Stored data -
----------------------------------------
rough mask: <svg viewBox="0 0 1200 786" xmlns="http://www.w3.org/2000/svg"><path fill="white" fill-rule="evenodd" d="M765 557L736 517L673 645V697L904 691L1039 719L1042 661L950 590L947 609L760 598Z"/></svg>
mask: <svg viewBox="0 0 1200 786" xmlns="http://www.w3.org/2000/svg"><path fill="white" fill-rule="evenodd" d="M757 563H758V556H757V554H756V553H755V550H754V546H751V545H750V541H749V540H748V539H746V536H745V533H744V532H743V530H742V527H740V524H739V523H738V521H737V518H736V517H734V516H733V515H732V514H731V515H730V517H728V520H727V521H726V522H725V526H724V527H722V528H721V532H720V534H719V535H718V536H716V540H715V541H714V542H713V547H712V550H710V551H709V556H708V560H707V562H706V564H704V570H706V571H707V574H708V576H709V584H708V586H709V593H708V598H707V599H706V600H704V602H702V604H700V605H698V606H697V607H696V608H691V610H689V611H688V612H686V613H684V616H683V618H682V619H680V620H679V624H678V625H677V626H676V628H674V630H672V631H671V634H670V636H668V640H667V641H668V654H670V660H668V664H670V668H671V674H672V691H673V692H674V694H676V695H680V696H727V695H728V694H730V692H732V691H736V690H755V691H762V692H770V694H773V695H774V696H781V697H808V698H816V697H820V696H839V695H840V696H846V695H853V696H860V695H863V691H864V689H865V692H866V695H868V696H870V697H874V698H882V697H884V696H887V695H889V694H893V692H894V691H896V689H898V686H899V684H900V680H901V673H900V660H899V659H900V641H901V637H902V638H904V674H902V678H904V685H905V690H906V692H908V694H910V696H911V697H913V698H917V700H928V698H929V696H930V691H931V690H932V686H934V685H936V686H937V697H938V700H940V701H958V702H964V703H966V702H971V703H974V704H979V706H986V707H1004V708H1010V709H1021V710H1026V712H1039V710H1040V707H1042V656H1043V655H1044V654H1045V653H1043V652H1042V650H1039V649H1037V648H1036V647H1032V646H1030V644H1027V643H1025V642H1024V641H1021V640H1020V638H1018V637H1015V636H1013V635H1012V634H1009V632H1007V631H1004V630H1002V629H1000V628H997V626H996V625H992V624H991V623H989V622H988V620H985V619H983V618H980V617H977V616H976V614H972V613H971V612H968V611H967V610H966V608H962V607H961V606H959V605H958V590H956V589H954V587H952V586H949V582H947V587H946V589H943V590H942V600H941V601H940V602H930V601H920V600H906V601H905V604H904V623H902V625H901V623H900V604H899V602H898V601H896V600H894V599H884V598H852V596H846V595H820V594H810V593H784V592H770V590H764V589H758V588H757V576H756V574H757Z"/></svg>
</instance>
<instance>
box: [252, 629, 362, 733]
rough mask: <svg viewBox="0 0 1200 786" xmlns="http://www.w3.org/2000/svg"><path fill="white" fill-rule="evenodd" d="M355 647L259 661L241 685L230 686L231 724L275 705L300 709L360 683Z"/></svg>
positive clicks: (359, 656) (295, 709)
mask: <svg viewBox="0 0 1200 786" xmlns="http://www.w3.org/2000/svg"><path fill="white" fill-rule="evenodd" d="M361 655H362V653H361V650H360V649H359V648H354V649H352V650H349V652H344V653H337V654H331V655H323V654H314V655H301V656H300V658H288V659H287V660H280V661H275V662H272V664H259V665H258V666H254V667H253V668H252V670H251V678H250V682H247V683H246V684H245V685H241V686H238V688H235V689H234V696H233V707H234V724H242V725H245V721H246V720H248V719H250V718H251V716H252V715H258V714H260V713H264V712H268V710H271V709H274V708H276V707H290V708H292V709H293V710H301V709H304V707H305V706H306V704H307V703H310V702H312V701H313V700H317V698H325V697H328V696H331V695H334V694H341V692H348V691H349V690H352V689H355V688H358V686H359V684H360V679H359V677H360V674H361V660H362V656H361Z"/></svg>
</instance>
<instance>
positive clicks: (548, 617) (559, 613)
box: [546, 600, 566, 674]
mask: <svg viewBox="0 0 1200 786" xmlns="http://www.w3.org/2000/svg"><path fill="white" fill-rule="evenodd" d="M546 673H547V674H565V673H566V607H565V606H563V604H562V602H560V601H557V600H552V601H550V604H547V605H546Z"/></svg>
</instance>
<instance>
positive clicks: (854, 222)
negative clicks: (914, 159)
----------------------------------------
Problem statement -
Generate an exact reproduction of all entries.

Exercise answer -
rough mask: <svg viewBox="0 0 1200 786" xmlns="http://www.w3.org/2000/svg"><path fill="white" fill-rule="evenodd" d="M765 557L736 517L673 645V697L904 691L1039 719L1042 661L950 590L947 609L760 598Z"/></svg>
mask: <svg viewBox="0 0 1200 786" xmlns="http://www.w3.org/2000/svg"><path fill="white" fill-rule="evenodd" d="M757 563H758V556H757V554H756V553H755V550H754V546H751V545H750V541H749V540H748V539H746V536H745V533H744V532H743V530H742V527H740V524H739V523H738V521H737V518H736V517H734V516H733V515H732V514H731V515H730V517H728V520H727V521H726V522H725V526H724V527H722V528H721V532H720V534H719V535H718V536H716V540H715V541H714V542H713V547H712V550H710V551H709V556H708V560H707V562H706V564H704V570H706V571H707V574H708V576H709V584H708V586H709V593H708V598H707V599H706V600H704V602H702V604H700V605H698V606H697V607H696V608H691V610H689V611H688V612H686V613H684V616H683V618H682V619H680V620H679V624H678V625H677V626H676V628H674V630H672V631H671V634H670V636H668V640H667V641H668V654H670V660H668V664H670V668H671V674H672V691H673V692H674V694H676V695H680V696H727V695H728V694H730V692H732V691H736V690H755V691H762V692H770V694H773V695H774V696H781V697H808V698H816V697H820V696H839V695H840V696H846V695H853V696H860V695H863V691H864V689H865V692H866V695H868V696H870V697H874V698H882V697H884V696H887V695H889V694H893V692H894V691H896V689H898V686H899V684H900V680H901V673H900V660H899V659H900V641H901V637H902V638H904V674H902V678H904V685H905V690H906V692H908V694H910V696H911V697H913V698H917V700H928V698H929V696H930V691H931V690H932V686H934V685H936V686H937V697H938V700H940V701H958V702H964V703H966V702H971V703H974V704H979V706H986V707H1004V708H1010V709H1021V710H1026V712H1039V710H1040V707H1042V656H1043V655H1044V654H1045V653H1043V652H1042V650H1039V649H1037V648H1036V647H1032V646H1030V644H1027V643H1025V642H1024V641H1021V640H1020V638H1018V637H1015V636H1013V635H1012V634H1009V632H1007V631H1004V630H1002V629H1000V628H997V626H996V625H992V624H991V623H989V622H988V620H985V619H983V618H980V617H977V616H976V614H972V613H971V612H968V611H967V610H966V608H962V607H961V606H959V605H958V590H956V589H954V587H952V586H949V582H947V587H946V589H943V590H942V600H941V601H940V602H930V601H920V600H906V601H905V604H904V623H902V625H901V623H900V604H899V602H898V601H896V600H894V599H884V598H852V596H846V595H820V594H810V593H784V592H770V590H764V589H758V588H757V576H756V574H757Z"/></svg>
</instance>
<instance>
box: [252, 629, 362, 733]
rough mask: <svg viewBox="0 0 1200 786" xmlns="http://www.w3.org/2000/svg"><path fill="white" fill-rule="evenodd" d="M355 647L259 661L241 685L230 686L231 724L275 705L300 709L360 683Z"/></svg>
positive clicks: (359, 656) (295, 709)
mask: <svg viewBox="0 0 1200 786" xmlns="http://www.w3.org/2000/svg"><path fill="white" fill-rule="evenodd" d="M361 655H362V653H361V650H360V649H359V648H354V649H352V650H349V652H344V653H337V654H331V655H323V654H314V655H301V656H300V658H288V659H287V660H280V661H275V662H272V664H259V665H258V666H254V667H253V668H252V670H251V678H250V682H247V683H246V684H245V685H241V686H238V688H235V689H234V696H233V707H234V724H242V725H245V721H246V720H248V719H250V718H251V716H252V715H258V714H260V713H264V712H268V710H271V709H274V708H276V707H290V708H292V709H293V710H301V709H304V707H305V706H306V704H307V703H310V702H312V701H313V700H317V698H325V697H328V696H331V695H334V694H341V692H348V691H349V690H352V689H355V688H358V686H359V684H360V679H359V677H360V674H361V660H362V656H361Z"/></svg>
</instance>
<instance>
positive clicks: (548, 617) (559, 613)
box: [546, 600, 566, 674]
mask: <svg viewBox="0 0 1200 786" xmlns="http://www.w3.org/2000/svg"><path fill="white" fill-rule="evenodd" d="M546 673H547V674H565V673H566V607H565V606H563V604H562V602H560V601H557V600H552V601H550V604H547V605H546Z"/></svg>
</instance>
<instance>
positive clicks: (854, 222)
negative clicks: (914, 159)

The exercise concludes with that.